__Request__.
In the records below, reproduce every line from the line containing "negative clicks: (118, 181) (119, 181)" through the line containing "box: [23, 208, 45, 231]", including both of those lines, and omit any pictures.

-- Supplied data follows --

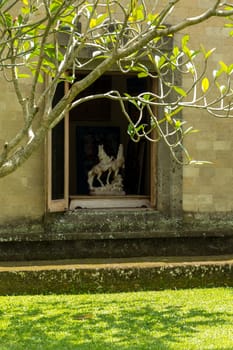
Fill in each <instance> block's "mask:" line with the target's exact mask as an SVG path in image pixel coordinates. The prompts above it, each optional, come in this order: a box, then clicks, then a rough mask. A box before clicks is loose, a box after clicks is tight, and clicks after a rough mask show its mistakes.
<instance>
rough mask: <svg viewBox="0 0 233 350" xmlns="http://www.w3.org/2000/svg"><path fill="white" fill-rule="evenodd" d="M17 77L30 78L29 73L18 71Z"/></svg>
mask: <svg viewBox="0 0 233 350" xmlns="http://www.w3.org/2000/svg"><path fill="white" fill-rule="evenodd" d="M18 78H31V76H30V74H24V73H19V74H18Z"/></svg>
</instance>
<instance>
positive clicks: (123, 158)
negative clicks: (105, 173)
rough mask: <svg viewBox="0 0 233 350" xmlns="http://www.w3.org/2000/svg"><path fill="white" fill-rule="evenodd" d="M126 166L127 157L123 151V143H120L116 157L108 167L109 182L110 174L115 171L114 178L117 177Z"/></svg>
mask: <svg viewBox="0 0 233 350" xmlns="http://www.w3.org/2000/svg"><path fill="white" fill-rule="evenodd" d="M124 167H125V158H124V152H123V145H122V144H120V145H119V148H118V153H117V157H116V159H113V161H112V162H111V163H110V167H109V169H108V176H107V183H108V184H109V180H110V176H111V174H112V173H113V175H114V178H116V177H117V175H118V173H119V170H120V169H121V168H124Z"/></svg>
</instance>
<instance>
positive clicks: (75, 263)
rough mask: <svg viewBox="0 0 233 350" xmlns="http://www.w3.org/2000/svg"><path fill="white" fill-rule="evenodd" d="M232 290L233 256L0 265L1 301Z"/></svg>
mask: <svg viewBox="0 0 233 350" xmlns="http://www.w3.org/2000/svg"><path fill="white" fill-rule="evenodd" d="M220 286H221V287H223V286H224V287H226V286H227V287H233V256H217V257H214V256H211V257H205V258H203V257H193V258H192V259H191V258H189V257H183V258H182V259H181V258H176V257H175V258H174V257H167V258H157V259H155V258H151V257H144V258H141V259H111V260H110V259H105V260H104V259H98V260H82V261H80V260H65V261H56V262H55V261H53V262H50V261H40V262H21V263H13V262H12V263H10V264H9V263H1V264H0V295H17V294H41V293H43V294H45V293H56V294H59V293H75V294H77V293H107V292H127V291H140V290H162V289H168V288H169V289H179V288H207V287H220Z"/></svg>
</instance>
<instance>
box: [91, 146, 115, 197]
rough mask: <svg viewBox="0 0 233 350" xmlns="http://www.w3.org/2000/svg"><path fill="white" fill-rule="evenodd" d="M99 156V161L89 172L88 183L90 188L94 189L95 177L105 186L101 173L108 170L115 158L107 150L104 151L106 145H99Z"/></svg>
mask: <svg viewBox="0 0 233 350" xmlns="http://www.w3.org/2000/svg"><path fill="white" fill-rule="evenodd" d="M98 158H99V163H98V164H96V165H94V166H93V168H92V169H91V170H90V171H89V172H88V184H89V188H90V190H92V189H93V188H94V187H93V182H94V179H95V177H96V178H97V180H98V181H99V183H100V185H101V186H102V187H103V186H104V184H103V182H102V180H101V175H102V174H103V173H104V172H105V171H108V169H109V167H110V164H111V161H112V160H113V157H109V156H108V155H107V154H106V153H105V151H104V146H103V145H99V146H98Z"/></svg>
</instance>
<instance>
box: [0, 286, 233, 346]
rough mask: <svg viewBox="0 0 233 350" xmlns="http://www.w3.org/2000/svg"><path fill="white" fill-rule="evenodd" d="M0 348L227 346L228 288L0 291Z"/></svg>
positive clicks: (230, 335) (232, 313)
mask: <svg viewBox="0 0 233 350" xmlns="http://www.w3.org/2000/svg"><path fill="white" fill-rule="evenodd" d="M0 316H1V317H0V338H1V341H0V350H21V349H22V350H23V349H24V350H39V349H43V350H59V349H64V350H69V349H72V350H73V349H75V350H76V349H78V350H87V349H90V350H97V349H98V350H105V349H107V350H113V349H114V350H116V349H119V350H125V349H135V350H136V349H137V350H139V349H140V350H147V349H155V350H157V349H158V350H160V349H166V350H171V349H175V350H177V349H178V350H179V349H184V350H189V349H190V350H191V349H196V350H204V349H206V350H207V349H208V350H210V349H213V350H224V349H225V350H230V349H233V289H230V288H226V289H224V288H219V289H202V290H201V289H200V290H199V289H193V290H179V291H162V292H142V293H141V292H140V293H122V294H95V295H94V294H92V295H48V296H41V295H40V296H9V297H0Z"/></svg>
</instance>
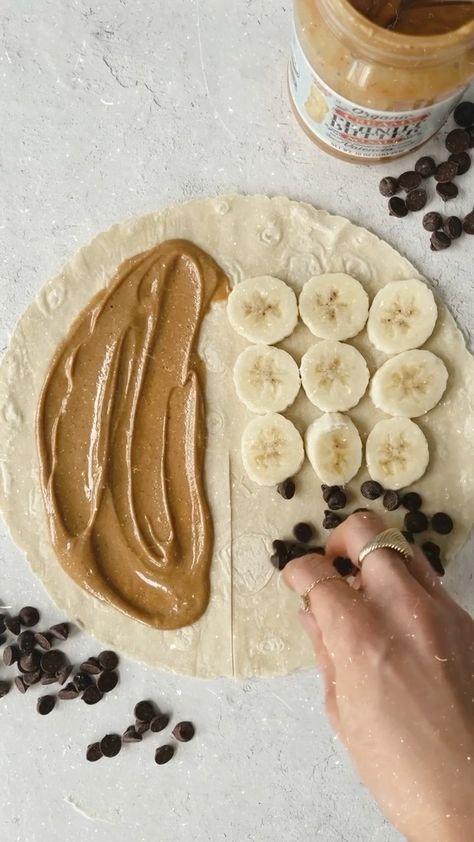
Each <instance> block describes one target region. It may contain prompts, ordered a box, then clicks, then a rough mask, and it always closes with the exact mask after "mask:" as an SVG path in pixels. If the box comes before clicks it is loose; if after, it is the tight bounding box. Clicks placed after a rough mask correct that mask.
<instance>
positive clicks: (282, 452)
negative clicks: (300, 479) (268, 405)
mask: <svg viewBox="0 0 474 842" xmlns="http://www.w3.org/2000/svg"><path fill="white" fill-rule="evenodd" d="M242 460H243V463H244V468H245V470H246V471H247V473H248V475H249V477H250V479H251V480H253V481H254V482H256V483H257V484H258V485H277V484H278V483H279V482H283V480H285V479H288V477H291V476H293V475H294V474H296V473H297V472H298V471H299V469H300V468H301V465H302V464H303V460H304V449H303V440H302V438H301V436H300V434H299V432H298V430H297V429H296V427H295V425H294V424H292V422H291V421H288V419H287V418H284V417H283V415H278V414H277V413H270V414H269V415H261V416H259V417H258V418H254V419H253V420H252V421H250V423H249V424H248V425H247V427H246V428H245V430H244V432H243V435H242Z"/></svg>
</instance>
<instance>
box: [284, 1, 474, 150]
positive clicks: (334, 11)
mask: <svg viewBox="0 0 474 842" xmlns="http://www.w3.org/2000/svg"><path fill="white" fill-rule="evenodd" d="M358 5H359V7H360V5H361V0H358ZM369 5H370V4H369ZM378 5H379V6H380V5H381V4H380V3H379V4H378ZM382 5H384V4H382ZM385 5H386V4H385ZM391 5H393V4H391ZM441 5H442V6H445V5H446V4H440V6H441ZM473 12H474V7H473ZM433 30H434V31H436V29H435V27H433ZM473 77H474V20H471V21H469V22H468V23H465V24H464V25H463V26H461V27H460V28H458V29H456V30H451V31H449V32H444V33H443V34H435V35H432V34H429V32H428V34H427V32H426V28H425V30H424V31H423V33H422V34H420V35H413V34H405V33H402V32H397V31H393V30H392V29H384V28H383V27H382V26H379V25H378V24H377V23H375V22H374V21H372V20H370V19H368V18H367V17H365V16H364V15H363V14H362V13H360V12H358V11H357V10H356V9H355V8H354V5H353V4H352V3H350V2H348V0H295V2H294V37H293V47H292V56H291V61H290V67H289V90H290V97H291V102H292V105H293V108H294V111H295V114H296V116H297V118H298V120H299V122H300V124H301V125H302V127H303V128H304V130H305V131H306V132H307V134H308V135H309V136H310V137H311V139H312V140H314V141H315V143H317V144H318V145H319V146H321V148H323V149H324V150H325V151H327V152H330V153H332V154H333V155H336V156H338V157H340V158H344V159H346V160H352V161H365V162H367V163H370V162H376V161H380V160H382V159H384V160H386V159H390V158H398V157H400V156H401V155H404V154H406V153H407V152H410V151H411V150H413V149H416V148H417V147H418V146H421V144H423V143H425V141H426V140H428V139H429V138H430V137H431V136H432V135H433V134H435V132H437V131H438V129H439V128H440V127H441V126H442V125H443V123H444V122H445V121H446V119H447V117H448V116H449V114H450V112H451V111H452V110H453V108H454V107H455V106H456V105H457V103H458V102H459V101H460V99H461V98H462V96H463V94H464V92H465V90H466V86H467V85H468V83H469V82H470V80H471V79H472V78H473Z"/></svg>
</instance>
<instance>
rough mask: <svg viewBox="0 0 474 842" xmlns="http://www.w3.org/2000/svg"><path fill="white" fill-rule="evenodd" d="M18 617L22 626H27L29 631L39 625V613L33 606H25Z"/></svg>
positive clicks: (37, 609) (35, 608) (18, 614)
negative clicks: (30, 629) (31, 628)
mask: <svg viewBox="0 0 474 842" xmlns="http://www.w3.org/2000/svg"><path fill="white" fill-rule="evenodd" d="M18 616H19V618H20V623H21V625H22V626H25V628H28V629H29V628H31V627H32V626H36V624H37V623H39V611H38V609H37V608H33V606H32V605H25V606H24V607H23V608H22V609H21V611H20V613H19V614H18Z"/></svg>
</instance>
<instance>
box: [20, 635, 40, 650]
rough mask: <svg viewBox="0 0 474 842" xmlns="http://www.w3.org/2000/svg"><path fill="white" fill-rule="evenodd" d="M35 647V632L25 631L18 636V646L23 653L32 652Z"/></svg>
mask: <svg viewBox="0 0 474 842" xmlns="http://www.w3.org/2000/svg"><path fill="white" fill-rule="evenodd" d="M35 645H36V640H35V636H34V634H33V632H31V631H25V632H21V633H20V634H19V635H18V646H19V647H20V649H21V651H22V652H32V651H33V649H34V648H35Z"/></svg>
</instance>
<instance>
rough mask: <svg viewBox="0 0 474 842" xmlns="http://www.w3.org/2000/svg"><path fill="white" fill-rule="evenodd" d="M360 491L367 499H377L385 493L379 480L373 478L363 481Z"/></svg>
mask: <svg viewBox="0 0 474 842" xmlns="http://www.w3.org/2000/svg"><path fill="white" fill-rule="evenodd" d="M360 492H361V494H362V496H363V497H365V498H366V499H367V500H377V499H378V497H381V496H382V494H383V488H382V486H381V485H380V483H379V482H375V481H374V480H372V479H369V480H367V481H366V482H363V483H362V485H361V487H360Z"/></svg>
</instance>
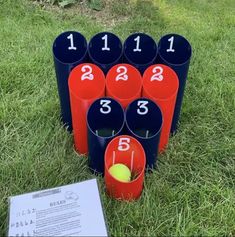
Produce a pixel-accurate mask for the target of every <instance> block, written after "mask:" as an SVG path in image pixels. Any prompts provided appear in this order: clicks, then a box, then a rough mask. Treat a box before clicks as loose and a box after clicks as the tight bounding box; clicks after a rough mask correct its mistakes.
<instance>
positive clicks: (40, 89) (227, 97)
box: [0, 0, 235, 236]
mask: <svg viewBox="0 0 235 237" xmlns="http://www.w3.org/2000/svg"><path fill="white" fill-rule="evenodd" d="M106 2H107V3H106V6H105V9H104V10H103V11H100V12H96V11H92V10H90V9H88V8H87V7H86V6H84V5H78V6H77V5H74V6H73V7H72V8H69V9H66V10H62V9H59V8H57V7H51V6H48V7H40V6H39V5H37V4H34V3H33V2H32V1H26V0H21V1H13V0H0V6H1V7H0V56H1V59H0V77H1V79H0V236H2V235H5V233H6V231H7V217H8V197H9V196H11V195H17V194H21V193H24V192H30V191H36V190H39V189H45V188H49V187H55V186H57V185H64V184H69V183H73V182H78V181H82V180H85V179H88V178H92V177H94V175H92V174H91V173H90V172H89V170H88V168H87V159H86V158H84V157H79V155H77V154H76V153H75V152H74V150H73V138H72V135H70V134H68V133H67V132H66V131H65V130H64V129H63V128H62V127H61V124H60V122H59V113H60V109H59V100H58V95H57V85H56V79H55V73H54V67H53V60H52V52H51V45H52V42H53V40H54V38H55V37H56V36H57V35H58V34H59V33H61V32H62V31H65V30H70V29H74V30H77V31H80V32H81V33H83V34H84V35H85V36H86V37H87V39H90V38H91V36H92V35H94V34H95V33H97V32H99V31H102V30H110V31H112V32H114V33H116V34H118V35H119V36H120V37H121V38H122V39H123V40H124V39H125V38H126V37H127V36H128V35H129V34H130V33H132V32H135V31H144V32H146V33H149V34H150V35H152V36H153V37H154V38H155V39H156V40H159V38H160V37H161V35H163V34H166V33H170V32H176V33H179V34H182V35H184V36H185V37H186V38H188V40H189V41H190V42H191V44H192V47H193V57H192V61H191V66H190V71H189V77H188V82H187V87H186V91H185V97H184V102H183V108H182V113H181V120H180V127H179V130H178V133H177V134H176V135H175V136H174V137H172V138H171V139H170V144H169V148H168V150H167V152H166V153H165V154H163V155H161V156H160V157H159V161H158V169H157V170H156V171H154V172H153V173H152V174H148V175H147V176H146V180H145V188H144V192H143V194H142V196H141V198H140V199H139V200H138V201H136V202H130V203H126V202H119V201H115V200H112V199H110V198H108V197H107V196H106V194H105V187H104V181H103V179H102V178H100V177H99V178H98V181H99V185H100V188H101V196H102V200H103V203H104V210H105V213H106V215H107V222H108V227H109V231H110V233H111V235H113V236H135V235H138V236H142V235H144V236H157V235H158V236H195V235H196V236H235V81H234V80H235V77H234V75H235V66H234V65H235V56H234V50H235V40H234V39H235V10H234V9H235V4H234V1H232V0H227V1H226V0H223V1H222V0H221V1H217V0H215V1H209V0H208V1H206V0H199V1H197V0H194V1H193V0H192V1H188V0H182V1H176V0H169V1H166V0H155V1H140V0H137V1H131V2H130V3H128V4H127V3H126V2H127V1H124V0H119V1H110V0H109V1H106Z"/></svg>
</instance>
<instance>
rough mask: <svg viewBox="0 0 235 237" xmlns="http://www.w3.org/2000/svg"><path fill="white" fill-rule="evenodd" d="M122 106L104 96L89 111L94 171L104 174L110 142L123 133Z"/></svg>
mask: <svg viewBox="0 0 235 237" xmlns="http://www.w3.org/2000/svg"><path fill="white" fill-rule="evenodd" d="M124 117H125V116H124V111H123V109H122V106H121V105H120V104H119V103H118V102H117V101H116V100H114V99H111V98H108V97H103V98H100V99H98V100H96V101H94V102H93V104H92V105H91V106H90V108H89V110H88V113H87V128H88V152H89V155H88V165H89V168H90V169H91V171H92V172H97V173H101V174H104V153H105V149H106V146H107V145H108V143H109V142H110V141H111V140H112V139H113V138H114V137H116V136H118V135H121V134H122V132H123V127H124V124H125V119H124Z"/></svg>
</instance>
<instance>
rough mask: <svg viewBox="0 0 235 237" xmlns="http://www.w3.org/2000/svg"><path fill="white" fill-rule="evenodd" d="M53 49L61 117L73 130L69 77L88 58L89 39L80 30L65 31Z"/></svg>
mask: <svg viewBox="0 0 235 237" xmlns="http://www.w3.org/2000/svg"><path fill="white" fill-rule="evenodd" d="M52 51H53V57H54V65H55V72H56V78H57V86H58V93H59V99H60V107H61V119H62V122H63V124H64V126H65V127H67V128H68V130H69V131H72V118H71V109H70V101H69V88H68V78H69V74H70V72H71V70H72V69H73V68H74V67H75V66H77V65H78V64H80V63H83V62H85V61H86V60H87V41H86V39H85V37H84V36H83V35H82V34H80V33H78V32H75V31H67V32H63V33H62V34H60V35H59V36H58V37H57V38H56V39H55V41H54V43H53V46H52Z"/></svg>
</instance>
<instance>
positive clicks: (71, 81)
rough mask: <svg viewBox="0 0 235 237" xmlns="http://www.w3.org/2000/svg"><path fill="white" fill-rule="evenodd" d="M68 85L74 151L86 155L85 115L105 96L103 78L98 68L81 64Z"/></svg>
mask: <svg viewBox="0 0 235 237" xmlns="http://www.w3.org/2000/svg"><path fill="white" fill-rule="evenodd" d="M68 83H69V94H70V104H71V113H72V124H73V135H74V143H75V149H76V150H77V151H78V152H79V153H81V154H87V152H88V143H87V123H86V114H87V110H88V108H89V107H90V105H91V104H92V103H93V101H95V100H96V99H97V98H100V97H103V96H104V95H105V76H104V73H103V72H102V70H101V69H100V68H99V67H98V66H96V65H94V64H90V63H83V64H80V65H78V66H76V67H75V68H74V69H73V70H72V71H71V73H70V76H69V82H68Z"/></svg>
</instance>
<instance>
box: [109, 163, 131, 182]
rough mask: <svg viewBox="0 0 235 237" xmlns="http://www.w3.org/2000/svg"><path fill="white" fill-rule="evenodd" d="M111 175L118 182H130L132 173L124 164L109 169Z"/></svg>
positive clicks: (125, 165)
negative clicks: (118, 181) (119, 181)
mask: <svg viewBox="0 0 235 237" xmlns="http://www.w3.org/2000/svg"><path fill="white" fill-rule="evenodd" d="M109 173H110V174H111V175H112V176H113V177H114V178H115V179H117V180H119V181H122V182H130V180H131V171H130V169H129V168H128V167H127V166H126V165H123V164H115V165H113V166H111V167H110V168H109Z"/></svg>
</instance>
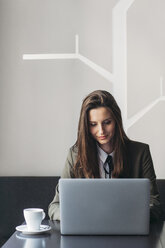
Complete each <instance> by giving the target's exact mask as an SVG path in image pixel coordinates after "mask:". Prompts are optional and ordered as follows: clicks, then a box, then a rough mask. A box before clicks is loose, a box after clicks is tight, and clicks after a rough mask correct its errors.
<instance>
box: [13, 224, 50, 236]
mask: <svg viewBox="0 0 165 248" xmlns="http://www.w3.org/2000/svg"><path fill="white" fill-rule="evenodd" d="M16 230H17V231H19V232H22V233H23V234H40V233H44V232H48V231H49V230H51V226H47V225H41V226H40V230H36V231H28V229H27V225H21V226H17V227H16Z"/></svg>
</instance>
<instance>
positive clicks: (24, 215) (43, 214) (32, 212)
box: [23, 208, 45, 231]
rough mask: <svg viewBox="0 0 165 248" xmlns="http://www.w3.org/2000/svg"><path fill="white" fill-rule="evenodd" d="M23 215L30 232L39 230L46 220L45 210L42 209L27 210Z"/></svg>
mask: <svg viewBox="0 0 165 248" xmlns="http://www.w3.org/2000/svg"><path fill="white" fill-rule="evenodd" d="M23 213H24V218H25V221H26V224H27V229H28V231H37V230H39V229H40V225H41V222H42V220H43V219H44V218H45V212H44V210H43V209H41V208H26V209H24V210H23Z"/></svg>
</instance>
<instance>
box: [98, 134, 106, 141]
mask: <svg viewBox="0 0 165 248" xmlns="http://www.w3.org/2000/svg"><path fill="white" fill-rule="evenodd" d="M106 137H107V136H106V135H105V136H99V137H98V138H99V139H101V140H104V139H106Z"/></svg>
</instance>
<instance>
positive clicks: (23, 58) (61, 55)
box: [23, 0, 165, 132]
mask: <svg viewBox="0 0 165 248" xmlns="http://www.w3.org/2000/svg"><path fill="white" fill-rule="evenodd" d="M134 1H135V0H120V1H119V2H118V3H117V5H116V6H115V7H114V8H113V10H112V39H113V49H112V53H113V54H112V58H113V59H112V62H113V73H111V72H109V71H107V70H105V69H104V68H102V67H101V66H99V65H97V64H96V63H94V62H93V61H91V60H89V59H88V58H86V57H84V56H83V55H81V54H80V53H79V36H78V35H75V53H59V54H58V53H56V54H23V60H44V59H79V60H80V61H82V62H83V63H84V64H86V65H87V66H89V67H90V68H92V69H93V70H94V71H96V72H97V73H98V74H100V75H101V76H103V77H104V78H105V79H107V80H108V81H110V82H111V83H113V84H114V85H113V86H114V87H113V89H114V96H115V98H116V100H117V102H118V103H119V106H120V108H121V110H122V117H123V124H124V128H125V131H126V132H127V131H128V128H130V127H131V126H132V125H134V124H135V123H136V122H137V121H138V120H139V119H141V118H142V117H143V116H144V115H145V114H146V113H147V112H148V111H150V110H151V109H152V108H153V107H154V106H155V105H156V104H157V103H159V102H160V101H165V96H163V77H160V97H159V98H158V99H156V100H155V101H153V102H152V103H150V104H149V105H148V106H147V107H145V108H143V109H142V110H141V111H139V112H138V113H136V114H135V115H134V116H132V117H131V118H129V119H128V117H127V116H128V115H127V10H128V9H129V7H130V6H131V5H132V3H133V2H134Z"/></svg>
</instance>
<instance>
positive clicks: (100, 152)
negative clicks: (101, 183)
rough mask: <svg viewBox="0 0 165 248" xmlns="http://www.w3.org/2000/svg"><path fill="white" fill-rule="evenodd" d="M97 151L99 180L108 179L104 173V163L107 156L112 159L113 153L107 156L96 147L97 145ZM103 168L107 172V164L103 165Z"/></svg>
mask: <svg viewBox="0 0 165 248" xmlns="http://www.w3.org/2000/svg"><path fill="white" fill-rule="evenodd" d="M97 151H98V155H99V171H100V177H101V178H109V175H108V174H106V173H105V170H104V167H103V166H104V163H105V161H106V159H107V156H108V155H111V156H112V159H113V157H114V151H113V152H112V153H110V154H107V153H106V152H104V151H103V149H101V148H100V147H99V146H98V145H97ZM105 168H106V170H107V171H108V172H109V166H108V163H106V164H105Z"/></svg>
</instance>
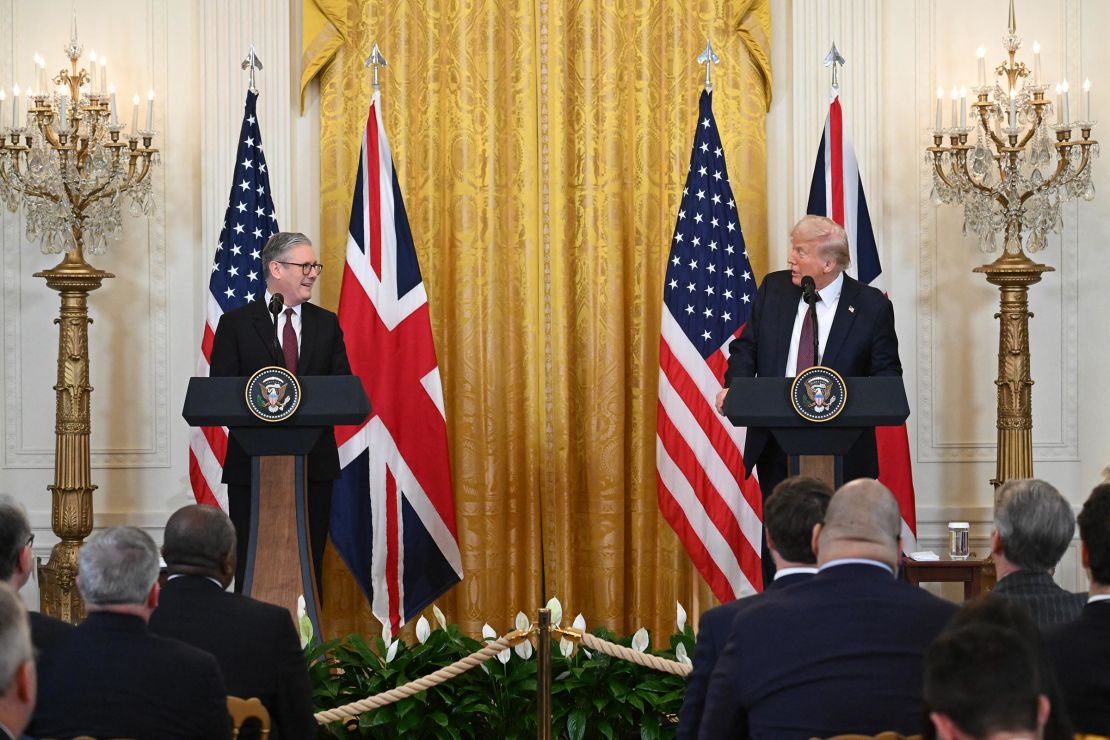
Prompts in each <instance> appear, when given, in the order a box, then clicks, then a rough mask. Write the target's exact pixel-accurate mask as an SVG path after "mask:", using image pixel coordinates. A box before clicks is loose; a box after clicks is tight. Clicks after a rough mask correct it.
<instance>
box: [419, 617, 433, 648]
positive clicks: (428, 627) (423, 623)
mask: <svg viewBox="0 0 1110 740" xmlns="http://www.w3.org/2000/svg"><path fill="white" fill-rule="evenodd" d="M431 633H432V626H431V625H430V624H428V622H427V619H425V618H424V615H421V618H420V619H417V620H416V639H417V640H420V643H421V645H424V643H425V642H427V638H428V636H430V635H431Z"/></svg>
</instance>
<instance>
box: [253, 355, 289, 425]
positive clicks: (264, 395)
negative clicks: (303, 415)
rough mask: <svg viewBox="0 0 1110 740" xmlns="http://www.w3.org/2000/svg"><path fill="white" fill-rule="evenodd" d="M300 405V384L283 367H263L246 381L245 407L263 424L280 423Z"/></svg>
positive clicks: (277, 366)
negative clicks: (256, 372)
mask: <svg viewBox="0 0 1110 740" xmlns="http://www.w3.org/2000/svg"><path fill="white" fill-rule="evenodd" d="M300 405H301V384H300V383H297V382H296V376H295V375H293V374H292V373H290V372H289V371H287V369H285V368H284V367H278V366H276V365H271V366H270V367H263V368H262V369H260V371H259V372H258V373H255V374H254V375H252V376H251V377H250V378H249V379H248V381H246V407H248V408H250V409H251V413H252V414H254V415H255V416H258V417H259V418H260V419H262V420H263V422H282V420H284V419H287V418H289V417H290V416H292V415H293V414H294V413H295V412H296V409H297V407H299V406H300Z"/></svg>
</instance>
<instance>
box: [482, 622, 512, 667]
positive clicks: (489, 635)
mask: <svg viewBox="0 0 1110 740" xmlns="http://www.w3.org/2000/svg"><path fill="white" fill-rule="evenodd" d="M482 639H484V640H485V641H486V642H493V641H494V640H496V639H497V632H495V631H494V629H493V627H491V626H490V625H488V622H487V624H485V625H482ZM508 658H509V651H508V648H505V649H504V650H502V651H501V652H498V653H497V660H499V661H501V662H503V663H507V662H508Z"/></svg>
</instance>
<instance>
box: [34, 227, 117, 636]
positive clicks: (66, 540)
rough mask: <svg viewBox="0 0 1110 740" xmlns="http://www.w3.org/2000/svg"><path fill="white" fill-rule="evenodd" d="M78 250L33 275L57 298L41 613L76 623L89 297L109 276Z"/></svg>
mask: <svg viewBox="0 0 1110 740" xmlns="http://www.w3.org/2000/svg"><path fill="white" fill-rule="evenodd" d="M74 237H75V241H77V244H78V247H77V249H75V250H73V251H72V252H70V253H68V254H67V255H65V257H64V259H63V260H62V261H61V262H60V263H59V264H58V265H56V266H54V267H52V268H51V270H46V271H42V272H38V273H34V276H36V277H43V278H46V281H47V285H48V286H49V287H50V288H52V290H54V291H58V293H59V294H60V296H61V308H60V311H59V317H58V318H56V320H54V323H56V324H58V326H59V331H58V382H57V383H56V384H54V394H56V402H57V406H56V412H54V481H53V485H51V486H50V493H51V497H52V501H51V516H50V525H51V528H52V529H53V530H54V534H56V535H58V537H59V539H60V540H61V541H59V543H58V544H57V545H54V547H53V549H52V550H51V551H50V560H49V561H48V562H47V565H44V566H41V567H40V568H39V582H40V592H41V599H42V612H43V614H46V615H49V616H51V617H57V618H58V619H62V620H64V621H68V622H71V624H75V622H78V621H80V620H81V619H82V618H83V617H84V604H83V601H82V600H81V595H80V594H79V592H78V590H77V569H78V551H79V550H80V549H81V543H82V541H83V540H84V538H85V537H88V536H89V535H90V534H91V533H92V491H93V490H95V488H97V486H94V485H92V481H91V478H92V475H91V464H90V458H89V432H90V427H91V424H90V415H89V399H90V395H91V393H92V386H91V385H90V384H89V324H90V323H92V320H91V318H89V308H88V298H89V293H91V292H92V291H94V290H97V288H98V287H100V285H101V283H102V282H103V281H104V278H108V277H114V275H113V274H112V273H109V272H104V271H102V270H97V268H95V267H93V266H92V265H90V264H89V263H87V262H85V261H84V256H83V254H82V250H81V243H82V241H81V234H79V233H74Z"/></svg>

-- Supplied data concluded --

__Response__.
negative clicks: (118, 181) (119, 181)
mask: <svg viewBox="0 0 235 237" xmlns="http://www.w3.org/2000/svg"><path fill="white" fill-rule="evenodd" d="M109 173H110V174H111V175H112V176H113V177H114V178H115V179H117V180H119V181H122V182H130V180H131V171H130V169H129V168H128V167H127V166H126V165H123V164H115V165H113V166H111V167H110V168H109Z"/></svg>
</instance>
Complete each <instance> by giving the target's exact mask as an SVG path in image pixel coordinates after "mask:". Prompts are optional and ordered as follows: clicks, then a box, then a rough mask. A box before clicks is loose, a box after clicks is tight, and clicks after a rough mask correct its errors.
<instance>
box: [13, 224, 50, 236]
mask: <svg viewBox="0 0 165 248" xmlns="http://www.w3.org/2000/svg"><path fill="white" fill-rule="evenodd" d="M16 230H17V231H19V232H22V233H23V234H40V233H44V232H48V231H49V230H51V226H47V225H41V226H40V230H36V231H28V229H27V225H21V226H17V227H16Z"/></svg>
</instance>
<instance>
positive clicks: (24, 215) (43, 214) (32, 212)
box: [23, 208, 45, 231]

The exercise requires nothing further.